**QUOTED TEXT**
::::::
As the first SSD with QLC NAND to hit our testbed, the Intel SSD 660p provides much-awaited hard facts to settle the rumors and worries surrounding QLC NAND. With only a short time to review the drive we haven't had time to do much about measuring the write endurance, but our 1TB sample has been subjected to 8TB of writes and counting (out of a rated 200TB endurance) without reporting any errors and the SMART status indicates about 1% of the endurance has been used, so things are looking fine thus far.

On the performance side of things, we have confirmed that QLC NAND is slower than TLC, but the difference is not as drastic as many early predictions about QLC NAND suggested. If we didn't already know what NAND the 660p uses under the hood, Intel could pass it off as being an unusually slow TLC SSD. Even the worst-case performance isn't any worse than what we've seen with some older, smaller TLC SSDs with NAND that is much slower than the current 64-layer stuff.

The performance of the SLC cache on the Intel SSD 660p is excellent, rivaling the high-end 8-channel controllers from Silicon Motion. When the 660p isn't very full and the SLC cache is still quite large, it provides significant boosts to write performance. Read performance is usually very competitive with other low-end NVMe SSDs and well out of reach of SATA SSDs. The only exception seems to be that the 660p is not very good at suspending write operations in favor of completing a quicker read operation, so during mixed workloads or when the drive is still working on background processing to flush the SLC cache the read latency can be significantly elevated.
::::::
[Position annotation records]
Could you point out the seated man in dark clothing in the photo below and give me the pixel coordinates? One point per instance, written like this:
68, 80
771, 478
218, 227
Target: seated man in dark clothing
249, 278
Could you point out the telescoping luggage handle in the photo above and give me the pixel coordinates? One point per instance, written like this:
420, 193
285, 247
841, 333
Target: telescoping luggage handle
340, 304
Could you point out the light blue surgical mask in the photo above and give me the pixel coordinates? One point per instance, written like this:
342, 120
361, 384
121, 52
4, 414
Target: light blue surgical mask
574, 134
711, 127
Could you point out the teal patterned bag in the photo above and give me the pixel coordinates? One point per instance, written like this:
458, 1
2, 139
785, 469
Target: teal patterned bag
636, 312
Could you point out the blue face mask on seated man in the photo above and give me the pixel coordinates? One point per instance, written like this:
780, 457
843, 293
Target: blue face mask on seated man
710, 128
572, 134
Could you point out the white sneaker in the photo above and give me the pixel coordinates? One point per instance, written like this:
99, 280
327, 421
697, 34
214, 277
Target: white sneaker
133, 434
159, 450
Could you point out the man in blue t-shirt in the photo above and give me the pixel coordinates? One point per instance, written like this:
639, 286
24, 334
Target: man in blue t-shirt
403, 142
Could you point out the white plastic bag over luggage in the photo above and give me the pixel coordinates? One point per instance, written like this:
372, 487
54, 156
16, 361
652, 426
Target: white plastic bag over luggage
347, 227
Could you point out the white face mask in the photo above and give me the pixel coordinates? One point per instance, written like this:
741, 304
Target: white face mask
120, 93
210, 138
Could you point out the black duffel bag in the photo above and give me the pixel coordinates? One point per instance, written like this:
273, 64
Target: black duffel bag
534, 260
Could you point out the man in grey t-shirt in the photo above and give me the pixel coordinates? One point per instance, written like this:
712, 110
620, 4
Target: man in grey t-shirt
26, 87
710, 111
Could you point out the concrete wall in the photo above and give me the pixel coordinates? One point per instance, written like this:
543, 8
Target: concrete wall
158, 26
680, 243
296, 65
::::::
**SET PROBLEM**
Write the next part of the Intel SSD 660p review, picking up after its last sentence. These items were drawn from a different source than the review.

**RESPONSE**
Even though our synthetic tests are designed to give drives a reasonable amount of idle time to flush their SLC write caches, the 660p keeps most of the data as SLC until the capacity of QLC becomes necessary. This means that when the SLC cache does eventually fill up, there's a large backlog of work to be done migrating data in to QLC blocks. We haven't yet quantified how quickly the 660p can fold the data from the SLC cache into QLC during idle times, but it clearly isn't enough to keep pace with our current test configurations. It also appears that most or all of the tests that were run after filling the drive up to 100% did not give the 660p enough idle time after the fill operation to complete its background cleanup work, so even some of the read performance measurements for the full-drive test runs suffer the consequences of filling up the SLC write cache.

In the real world, it is very rare for a consumer drive to need to accept tens or hundreds of GB of writes without interruption. Even the installation of a very large video game can mostly fit within the SLC cache of the 1TB 660p when the drive is not too full, and the steady-state write performance is pretty close to the highest rate data can be streamed into a computer over gigabit Ethernet. When copying huge amounts of data off of another SSD or sufficiently fast hard drive(s) it is possible to approach the worst-case performance our benchmarks have revealed, but those kind of jobs already last long enough that the user will take a coffee break while waiting.

Given the above caveats and the rarity with which they matter, the 660p's performance seems great for the majority of consumers who have light storage workloads. The 660p usually offers substantially better performance than SATA drives for very little extra cost and with only a small sacrifice in power efficiency. The 660p proves that QLC NAND is a viable option for general-purpose storage, and most users don't need to know or care that the drive is using QLC NAND instead of TLC NAND. The 660p still carries a bit of a price premium over what we would expect a SATA QLC SSD to cost, so it isn't the cheapest consumer SSD on the market, but it has effectively closed the price gap between mainstream SATA and entry-level NVMe drives.

Power users may not be satisfied with the limitations of the Intel SSD 660p, but for more typical users it offers a nice step up from the performance of SATA SSDs with a minimal price premium, making it an easy recommendation.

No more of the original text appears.